(Stored data entries)
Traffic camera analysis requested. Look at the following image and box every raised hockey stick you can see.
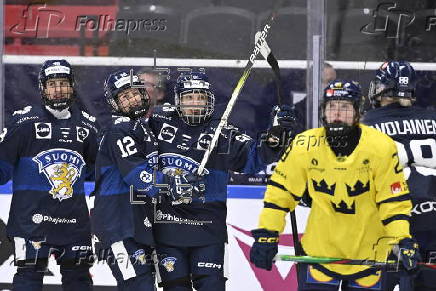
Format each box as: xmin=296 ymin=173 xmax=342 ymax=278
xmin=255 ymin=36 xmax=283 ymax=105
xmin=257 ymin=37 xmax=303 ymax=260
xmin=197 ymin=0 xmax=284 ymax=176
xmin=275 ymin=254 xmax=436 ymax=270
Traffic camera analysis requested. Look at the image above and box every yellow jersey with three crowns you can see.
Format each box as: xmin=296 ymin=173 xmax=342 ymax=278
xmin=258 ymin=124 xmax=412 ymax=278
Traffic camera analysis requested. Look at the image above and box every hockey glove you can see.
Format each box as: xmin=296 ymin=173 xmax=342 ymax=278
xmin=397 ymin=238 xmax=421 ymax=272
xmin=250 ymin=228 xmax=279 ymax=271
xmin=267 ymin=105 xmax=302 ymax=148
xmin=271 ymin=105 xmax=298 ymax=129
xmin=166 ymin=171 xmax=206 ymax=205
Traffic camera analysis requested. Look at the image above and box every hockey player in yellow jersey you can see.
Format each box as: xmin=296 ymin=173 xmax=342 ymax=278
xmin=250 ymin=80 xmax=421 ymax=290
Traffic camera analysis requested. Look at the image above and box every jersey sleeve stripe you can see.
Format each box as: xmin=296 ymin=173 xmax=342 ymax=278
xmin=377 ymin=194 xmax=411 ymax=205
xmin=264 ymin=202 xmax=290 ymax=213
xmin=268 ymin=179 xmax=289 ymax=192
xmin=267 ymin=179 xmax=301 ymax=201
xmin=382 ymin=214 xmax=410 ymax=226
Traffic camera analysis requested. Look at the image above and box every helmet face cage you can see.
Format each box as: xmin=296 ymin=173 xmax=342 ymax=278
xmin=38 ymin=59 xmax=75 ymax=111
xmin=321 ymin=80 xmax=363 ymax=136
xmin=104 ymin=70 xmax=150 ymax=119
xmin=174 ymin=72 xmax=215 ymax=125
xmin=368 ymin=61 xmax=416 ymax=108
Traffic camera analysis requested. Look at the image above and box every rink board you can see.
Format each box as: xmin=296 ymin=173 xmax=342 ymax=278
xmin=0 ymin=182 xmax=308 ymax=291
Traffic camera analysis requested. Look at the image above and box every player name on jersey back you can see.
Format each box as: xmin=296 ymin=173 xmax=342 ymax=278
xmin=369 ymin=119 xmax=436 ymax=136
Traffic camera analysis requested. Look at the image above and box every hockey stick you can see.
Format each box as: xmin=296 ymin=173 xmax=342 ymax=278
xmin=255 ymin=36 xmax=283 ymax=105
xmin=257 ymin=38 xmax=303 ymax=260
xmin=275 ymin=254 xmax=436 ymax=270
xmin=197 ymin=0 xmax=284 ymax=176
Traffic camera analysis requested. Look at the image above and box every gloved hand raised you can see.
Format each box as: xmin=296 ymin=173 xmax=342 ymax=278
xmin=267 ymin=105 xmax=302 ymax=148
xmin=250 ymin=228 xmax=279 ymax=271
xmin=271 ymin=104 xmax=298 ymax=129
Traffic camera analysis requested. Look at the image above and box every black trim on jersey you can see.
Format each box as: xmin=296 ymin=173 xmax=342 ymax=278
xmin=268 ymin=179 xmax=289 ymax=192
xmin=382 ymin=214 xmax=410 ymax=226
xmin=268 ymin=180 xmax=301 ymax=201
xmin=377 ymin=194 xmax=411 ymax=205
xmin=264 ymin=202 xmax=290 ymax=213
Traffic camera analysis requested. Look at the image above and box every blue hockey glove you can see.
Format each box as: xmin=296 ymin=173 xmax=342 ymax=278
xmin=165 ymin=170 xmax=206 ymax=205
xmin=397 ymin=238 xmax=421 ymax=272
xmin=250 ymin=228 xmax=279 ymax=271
==
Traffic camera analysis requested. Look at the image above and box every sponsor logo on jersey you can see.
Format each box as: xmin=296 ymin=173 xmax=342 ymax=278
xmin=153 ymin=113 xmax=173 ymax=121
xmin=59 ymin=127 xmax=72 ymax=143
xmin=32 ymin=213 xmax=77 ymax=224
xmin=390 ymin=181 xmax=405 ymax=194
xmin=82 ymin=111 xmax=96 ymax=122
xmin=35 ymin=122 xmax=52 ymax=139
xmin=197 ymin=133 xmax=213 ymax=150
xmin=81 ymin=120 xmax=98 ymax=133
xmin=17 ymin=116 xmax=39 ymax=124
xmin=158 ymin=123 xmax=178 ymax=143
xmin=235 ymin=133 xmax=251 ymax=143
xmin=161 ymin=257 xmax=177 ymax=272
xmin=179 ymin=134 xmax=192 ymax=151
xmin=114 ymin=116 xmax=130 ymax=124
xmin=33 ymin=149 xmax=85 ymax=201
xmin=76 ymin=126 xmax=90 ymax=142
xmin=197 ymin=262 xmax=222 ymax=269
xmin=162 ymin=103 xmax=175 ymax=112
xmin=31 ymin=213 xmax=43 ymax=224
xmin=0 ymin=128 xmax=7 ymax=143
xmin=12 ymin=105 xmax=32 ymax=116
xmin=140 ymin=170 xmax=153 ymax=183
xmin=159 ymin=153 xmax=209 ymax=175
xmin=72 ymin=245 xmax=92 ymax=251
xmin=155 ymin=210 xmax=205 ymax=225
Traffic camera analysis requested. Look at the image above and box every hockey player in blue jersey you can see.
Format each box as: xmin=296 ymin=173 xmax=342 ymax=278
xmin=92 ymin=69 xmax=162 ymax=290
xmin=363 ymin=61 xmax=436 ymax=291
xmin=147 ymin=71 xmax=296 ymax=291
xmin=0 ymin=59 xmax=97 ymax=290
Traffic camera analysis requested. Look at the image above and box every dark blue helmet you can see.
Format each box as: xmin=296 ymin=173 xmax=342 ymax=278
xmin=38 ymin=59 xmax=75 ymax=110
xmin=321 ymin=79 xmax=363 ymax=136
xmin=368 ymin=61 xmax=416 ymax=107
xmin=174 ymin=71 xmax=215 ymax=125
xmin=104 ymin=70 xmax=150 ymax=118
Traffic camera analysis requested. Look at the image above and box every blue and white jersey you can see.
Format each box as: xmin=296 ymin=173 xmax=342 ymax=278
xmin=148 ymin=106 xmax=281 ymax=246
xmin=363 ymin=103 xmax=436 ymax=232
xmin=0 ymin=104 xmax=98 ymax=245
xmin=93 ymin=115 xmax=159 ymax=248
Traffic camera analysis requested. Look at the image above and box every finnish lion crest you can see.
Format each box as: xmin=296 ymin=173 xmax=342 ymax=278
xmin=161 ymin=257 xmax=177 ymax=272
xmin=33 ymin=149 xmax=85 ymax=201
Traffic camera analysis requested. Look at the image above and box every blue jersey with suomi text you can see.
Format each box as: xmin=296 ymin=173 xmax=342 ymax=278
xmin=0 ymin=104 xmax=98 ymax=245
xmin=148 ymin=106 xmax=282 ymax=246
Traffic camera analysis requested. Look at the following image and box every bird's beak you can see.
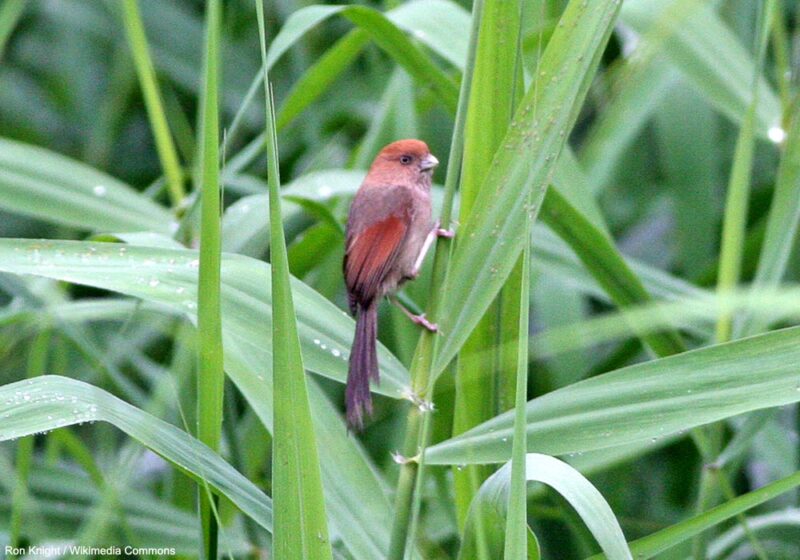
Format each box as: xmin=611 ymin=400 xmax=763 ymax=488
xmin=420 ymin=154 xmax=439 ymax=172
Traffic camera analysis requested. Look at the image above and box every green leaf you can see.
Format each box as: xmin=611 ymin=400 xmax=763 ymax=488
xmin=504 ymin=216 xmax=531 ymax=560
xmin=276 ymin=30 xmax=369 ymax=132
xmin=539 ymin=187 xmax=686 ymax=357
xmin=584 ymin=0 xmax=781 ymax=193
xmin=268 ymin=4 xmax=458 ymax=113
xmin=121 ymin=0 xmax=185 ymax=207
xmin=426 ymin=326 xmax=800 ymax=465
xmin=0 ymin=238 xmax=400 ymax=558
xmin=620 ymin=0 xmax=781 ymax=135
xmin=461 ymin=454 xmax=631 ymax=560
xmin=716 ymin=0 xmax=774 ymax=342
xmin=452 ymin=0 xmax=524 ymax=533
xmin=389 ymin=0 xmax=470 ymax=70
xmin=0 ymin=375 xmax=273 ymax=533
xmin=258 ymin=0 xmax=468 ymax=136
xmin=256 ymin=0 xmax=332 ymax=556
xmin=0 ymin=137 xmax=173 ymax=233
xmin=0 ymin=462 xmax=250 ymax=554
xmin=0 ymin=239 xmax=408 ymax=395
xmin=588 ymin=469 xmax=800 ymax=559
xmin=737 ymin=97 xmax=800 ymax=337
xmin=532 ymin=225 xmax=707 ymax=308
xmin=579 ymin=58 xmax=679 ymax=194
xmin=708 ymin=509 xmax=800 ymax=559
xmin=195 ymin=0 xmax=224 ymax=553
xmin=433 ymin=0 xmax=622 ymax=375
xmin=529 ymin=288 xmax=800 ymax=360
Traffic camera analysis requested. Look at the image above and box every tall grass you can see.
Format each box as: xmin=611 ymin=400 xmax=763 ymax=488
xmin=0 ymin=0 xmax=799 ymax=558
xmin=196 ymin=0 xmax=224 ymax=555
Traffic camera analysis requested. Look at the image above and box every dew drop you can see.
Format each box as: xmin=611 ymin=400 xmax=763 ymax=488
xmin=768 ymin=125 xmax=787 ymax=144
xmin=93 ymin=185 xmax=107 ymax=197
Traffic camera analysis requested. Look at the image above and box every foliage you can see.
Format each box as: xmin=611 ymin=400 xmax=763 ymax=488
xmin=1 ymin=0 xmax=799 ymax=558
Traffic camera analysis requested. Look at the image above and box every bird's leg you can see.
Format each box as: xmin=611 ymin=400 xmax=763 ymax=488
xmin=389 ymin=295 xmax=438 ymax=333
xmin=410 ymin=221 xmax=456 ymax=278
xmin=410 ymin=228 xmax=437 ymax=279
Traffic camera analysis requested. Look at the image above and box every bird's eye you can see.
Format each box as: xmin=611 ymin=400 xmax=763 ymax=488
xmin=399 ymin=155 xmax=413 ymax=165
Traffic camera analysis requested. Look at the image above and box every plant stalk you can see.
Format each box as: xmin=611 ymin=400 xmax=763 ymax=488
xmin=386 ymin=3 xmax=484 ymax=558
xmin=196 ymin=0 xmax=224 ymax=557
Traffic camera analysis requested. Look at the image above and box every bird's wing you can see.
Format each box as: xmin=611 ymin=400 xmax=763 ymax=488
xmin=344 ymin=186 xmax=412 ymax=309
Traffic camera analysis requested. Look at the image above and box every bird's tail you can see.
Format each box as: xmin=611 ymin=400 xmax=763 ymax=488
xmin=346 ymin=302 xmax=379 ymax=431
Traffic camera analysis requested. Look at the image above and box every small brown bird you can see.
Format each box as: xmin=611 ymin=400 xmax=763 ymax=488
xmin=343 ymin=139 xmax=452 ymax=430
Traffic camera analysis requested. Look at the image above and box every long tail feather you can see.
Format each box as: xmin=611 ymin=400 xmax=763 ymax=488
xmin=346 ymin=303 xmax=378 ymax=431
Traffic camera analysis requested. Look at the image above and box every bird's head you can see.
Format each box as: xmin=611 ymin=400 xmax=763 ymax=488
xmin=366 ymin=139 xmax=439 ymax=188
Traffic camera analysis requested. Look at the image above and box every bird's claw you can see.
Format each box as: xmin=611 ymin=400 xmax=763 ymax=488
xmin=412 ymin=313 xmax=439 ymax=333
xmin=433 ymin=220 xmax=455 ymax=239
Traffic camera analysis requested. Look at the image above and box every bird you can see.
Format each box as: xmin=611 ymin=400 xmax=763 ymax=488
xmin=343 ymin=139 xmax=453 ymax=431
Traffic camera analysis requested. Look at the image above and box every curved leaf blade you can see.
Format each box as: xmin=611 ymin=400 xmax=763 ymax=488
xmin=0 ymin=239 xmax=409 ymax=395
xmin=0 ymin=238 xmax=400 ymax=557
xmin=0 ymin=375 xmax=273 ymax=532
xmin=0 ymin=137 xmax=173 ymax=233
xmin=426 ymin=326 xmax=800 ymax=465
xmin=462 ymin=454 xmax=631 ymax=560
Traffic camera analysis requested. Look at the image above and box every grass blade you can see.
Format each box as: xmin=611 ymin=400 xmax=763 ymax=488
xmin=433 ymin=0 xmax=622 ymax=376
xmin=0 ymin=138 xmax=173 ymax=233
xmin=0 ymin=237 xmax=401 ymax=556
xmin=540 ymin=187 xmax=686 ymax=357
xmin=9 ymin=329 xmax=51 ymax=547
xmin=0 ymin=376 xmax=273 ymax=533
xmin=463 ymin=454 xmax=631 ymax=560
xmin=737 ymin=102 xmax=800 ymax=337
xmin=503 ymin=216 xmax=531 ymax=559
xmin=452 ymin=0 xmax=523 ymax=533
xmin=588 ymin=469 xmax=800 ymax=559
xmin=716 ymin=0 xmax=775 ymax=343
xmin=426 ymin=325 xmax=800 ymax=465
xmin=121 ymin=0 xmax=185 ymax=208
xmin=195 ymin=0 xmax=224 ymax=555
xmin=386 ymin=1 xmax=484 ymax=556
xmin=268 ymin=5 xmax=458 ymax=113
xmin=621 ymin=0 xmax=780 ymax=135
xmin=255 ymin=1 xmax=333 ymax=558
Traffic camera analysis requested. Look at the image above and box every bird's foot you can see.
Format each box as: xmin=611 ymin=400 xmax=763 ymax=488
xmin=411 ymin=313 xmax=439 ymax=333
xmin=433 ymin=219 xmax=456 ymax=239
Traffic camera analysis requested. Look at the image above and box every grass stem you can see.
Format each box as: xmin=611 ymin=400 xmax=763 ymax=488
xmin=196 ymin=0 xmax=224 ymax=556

Problem description -
If a line in the entries holds the string "tail", it belongs in the tally; state the tally alone.

Response -
2